◆ RECORDS SUPPLIED
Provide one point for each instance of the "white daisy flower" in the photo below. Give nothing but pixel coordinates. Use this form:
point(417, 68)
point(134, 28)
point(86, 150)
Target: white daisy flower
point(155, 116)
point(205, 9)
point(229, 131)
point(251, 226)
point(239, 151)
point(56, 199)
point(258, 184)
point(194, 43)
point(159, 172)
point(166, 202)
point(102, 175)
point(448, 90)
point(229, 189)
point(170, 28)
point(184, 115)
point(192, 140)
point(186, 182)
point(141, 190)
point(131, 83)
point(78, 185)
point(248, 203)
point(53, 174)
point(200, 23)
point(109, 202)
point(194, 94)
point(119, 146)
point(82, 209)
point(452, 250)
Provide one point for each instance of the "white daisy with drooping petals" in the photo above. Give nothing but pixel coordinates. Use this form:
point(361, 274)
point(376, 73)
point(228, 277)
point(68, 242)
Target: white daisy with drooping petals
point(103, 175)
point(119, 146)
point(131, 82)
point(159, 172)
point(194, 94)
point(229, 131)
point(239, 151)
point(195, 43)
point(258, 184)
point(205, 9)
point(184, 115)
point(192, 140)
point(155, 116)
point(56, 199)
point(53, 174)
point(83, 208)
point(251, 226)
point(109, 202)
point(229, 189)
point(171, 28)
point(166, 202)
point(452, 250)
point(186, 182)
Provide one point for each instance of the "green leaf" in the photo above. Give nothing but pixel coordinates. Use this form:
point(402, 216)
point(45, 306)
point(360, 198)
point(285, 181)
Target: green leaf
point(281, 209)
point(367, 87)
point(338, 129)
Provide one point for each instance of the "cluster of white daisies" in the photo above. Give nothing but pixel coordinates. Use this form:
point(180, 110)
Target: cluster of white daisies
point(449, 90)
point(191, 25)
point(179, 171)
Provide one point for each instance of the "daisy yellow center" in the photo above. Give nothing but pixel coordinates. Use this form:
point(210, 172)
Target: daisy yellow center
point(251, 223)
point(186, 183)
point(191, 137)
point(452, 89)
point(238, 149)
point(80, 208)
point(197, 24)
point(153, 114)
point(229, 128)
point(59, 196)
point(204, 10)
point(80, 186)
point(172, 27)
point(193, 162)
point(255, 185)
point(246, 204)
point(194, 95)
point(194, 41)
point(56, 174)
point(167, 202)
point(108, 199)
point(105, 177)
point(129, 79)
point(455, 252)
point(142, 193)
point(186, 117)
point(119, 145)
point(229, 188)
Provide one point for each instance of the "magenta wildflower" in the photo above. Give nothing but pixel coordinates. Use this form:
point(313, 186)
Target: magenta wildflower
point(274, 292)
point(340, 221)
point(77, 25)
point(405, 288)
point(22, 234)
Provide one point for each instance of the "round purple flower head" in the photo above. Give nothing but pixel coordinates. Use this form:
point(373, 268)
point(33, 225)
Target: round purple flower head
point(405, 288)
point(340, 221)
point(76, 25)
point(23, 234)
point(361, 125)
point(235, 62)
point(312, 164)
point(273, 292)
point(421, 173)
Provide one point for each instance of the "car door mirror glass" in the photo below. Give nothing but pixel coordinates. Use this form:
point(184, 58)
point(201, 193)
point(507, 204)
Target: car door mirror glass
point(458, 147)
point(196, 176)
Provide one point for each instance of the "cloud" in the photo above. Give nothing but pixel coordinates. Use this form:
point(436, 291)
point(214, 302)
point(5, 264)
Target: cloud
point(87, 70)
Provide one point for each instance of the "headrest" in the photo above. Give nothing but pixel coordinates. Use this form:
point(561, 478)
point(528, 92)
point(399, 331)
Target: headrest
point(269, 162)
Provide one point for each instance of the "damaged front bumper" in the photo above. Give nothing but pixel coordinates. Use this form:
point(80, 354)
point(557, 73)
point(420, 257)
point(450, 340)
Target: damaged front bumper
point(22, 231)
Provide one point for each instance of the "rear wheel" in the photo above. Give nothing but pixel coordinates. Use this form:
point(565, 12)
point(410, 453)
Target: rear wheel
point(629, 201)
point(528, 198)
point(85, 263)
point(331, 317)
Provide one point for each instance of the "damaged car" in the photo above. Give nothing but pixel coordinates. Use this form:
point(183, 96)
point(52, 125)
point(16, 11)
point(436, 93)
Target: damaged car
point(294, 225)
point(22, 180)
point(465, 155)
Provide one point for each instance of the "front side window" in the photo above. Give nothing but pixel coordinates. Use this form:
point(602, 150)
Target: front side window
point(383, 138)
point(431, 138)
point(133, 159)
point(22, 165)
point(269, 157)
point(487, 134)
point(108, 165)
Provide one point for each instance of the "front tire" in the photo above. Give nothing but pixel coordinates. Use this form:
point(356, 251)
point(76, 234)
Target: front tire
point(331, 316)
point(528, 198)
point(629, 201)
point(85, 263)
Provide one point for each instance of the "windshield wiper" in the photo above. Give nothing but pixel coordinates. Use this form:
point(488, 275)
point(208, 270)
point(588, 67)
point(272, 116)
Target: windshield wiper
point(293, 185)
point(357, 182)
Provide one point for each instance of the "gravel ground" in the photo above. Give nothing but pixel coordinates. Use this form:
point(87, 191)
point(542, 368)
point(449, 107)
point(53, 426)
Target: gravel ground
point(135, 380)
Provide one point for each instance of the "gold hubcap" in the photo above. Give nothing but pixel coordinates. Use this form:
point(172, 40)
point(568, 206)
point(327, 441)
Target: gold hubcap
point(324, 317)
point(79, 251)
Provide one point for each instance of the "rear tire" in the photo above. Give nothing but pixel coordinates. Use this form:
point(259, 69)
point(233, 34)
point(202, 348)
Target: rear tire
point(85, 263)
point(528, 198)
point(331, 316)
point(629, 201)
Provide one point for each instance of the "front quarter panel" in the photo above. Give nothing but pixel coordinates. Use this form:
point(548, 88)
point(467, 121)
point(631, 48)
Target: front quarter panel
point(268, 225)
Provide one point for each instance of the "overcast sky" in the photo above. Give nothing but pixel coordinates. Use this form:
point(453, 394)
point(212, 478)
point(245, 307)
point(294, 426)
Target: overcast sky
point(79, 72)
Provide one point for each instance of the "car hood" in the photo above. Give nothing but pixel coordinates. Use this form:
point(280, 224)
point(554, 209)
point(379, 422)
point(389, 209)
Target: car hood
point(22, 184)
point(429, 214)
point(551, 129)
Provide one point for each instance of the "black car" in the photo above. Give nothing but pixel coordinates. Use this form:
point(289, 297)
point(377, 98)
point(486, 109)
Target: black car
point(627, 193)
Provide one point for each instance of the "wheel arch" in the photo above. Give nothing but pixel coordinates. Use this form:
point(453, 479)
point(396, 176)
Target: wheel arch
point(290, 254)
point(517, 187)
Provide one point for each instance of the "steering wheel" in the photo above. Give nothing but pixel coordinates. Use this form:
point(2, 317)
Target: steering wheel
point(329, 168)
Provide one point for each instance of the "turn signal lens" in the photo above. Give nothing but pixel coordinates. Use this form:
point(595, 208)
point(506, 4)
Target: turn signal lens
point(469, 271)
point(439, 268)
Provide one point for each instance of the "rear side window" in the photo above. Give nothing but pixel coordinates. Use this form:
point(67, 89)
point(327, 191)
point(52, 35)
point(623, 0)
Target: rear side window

◆ JOB
State how many lines in the data above contain the string "green". Respond with the number only.

◆ THE RESULT
2